- _Consigne écrite a_
Relevez toutes les lignes de la liste où figure le mot "line".

- _Texte fourni_
* * * *

Alors qu’on attend la décision du Conseil constitutionnel sur le décret de convocation des électeurs, l’étude des saisines ELEC de ce jour, 18 juin 2024, du Conseil constitutionnel, fait apparaître un fait nouveau et fondamental : le Conseil constitutionnel a été saisi non seulement de nouveaux recours contre le décret de convocation des électeurs, mais aussi désormais, de recours directs contre le décret du 9 juin 2024 portant dissolution de l’Assemblée Nationale (n°2024-46 ELEC, n°2024-45 ELEC, n°2024-42 ELEC).
Ces recours sont d’une nature différente de ceux contre le décret de convocation des électeurs, posant des questions de compétence et de fond différentes.
Tout d’abord, pour le moment, le Conseil constitutionnel s’est déclaré incompétent pour statuer sur le décret de dissolution en tant que tel. Dans une décision n°88-4 ELEC du 4 juin 1988, Décision du 4 juin 1988 sur une requête de Monsieur Rosny MINVIELLE de GUILHEM de LATAILLADE, saisi d’une requête visant à l’annulation du décret du 14 mai 1988 portant dissolution de l’Assemblée nationale, il a estimé « qu’aucune disposition de la Constitution ne donne compétence au Conseil constitutionnel pour statuer sur la requête susvisée ». Cette solution a été confirmée en 1997 (Décision n° 97-14 ELEC du 10 juillet 1997 Décision du 10 juillet 1997 sur une requête présentée par Monsieur Jean-Michel ABRAHAM). Il faudrait donc, pour que le Conseil constitutionnel se déclare compétent, un revirement de jurisprudence sur ce point.

* * * *

- _Données_
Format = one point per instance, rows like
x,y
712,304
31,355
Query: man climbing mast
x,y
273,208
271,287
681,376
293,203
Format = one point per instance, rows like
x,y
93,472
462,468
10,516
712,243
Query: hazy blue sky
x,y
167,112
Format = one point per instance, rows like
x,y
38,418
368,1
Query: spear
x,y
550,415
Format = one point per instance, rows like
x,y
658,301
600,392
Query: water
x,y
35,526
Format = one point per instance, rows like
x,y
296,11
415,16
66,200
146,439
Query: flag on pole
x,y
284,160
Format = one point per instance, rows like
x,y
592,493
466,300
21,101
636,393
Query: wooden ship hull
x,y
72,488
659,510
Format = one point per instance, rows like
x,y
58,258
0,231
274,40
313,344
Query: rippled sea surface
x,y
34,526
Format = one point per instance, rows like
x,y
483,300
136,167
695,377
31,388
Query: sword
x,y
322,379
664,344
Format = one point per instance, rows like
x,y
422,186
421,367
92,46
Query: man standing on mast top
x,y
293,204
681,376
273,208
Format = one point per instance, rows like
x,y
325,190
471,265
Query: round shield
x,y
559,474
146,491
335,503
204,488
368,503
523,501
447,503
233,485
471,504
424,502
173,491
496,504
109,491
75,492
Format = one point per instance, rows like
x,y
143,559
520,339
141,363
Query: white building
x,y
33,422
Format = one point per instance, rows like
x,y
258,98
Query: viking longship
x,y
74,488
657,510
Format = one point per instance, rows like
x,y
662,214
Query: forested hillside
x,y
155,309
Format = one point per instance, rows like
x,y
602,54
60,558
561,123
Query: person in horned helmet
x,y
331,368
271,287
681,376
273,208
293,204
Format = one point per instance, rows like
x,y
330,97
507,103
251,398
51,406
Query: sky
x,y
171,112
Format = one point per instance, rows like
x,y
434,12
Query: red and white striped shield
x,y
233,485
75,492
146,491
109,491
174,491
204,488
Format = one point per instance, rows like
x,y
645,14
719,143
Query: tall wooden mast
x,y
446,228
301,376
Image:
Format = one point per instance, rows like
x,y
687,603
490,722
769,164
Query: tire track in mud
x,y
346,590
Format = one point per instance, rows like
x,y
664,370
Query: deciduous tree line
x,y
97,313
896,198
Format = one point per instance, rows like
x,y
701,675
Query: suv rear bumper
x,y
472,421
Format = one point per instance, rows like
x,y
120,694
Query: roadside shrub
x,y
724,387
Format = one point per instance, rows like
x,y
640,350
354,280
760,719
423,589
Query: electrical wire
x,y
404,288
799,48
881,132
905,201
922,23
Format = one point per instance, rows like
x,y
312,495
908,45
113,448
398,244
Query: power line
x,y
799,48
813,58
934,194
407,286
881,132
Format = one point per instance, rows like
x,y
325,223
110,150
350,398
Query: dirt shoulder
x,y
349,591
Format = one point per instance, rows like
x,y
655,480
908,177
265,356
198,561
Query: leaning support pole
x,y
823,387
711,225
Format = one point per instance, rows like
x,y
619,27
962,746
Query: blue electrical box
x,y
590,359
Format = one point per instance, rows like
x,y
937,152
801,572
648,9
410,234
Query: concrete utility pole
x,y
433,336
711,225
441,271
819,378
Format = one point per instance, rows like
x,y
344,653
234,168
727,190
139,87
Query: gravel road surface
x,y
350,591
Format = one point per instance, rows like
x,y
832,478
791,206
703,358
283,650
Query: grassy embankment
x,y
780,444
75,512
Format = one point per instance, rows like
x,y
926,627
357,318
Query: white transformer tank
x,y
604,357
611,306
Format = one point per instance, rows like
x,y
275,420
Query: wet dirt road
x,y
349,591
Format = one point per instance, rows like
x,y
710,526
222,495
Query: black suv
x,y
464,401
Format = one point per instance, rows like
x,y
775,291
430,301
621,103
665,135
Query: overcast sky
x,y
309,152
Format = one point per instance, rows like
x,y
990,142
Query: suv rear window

* * * *

- _Consigne écrite b_
Pour chaque affirmation, dites si elle est conforme au texte sur la dissolution de l’Assemblée nationale : répondez par oui ou non et citez mot pour mot le passage qui le montre.
(i) Le Conseil constitutionnel s’est déclaré compétent pour statuer sur le décret de dissolution.
(ii) La solution retenue en 1988 a été confirmée en 1997.
(iii) Le décret portant dissolution de l’Assemblée nationale date du 9 juin 2024.

- _Solution détaillée a_
Query: deciduous tree line
Query: power line

- _Solution détaillée b_
(i) Non : « le Conseil constitutionnel s’est déclaré incompétent pour statuer sur le décret de dissolution en tant que tel ».
(ii) Oui : « Cette solution a été confirmée en 1997 ».
(iii) Oui : « le décret du 9 juin 2024 portant dissolution de l’Assemblée Nationale ».